───── Recorded data
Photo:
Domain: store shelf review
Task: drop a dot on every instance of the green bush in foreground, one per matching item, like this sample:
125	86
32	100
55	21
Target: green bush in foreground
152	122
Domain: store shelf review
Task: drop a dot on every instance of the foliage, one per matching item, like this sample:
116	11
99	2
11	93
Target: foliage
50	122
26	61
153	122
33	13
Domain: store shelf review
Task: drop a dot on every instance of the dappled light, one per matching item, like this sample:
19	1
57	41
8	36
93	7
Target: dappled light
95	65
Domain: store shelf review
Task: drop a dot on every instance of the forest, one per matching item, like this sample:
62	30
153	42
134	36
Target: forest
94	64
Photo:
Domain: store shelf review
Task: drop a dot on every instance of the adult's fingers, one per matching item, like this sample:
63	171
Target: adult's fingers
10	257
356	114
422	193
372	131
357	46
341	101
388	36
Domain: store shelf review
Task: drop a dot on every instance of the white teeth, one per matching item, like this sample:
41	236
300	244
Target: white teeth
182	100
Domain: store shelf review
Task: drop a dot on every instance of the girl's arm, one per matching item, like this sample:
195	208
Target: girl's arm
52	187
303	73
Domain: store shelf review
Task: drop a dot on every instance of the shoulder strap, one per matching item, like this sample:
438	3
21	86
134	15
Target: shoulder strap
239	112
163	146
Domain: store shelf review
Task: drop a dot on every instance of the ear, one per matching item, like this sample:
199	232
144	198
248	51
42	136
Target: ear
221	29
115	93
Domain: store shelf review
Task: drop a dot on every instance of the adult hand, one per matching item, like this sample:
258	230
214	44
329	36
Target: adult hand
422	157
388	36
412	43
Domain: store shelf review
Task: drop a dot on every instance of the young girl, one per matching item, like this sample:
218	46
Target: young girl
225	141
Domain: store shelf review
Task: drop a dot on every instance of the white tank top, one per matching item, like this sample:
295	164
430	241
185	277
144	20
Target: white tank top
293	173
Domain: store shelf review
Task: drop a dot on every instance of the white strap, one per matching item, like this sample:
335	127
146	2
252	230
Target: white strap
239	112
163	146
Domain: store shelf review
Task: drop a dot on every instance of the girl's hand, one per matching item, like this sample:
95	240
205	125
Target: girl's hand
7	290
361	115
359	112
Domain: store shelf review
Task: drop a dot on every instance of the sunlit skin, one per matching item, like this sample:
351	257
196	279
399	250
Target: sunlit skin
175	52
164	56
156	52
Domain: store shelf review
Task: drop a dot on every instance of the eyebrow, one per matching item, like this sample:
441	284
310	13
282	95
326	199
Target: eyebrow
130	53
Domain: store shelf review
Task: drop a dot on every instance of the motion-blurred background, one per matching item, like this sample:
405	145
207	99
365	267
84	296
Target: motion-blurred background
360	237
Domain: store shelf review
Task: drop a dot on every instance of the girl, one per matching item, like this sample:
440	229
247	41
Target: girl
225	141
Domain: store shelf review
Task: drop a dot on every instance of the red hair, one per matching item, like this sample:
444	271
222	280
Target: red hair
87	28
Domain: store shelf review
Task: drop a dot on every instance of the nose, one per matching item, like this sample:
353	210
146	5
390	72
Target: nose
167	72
──────────
Given request
Every entry must be quoted exactly as it appears above.

Complete response
Photo:
Domain: store shelf review
Task: drop a dot on every instance of the green bush in foreground, one per matching item, like this sample:
125	86
32	100
55	21
Target: green bush in foreground
152	122
Domain: store shelf review
Task: drop a dot on every instance of the foliage, one per matching item, like this sample:
116	11
99	2
11	93
Target: foliage
50	122
26	61
153	122
33	13
Domain: store shelf review
Task: drop a dot on every instance of the dappled light, one per matching item, like this sample:
19	1
57	41
8	36
93	7
Target: dappled light
95	65
Domain: store shelf review
Task: drop a dot on every instance of the forest, one per matching item, like this sample:
62	30
153	42
134	36
Target: forest
94	64
Photo:
Domain: store shelf review
Task: drop a dot on every instance of the adult's fingers, one per matching item, like this sample:
63	171
Target: adult's fingers
10	257
356	114
422	193
372	131
357	46
341	101
388	36
Domain: store shelf review
Task: drop a dot on every instance of the white teeth, one per matching item, like this sample:
41	236
300	244
Target: white teeth
182	100
Domain: store shelf review
Task: drop a dot on every instance of the girl's arm, one per matching item, like this sample:
195	208
Target: girl's arm
52	187
303	73
Domain: store shelf review
Task: drop a dot on every instance of the shoulder strap, one per matching item, like this sample:
438	3
21	86
134	15
Target: shoulder strap
239	112
163	146
Domain: store shelf review
Task: drop a dot on every instance of the ear, one per matching item, like this sample:
199	232
144	198
248	51
42	136
Target: ear
221	29
115	93
Domain: store shelf review
Task: drop a dot on every instance of the adult hand, one per matching item, like this sample:
258	230
214	44
329	36
Target: adult hand
422	157
388	36
412	43
Domain: store shelf review
Task: drop a dot on every instance of the young girl, one per matching item, like this sample:
218	46
Target: young girl
225	141
Domain: store shelf review
Task: drop a dot on every instance of the white tank top, one per matching item, like this sample:
295	164
430	241
185	277
144	20
Target: white tank top
293	173
Domain: store shelf review
Task: drop a dot on every instance of the white strap, one per matching item, like this sample:
335	127
146	2
252	230
Target: white strap
239	112
163	146
Domain: store shelf review
Task: drop a dot on every instance of the girl's hand, one per matching item, like this sample:
95	240
205	125
Target: girl's hand
7	290
361	115
359	112
Domain: store shelf review
Task: drop a dot on every instance of the sunlit skin, one per matching item, like this sample:
351	257
196	279
399	250
Target: sunlit skin
175	52
164	56
156	52
Domain: store shelf review
Task: drop a dot on every instance of the eyebrow, one per matching item, like this sample:
441	284
310	13
282	95
326	199
Target: eyebrow
130	53
Domain: store shelf review
Task: drop a dot on every instance of the motion-blurred background, one per matching item, like this sample:
405	145
207	99
365	267
84	296
Target: motion-blurred background
360	237
Domain: store shelf review
Task: drop a dot on every instance of the girl, one per matching item, like this sample:
440	229
247	41
Target: girl
225	141
Domain: store shelf review
Task: drop a dot on every instance of the red hair, one per matching item, like this sample:
444	271
222	280
Target: red hair
87	28
Domain: store shelf review
Task: drop a dot on every instance of the nose, one per matching item, like this sample:
353	210
146	5
390	72
Target: nose
167	72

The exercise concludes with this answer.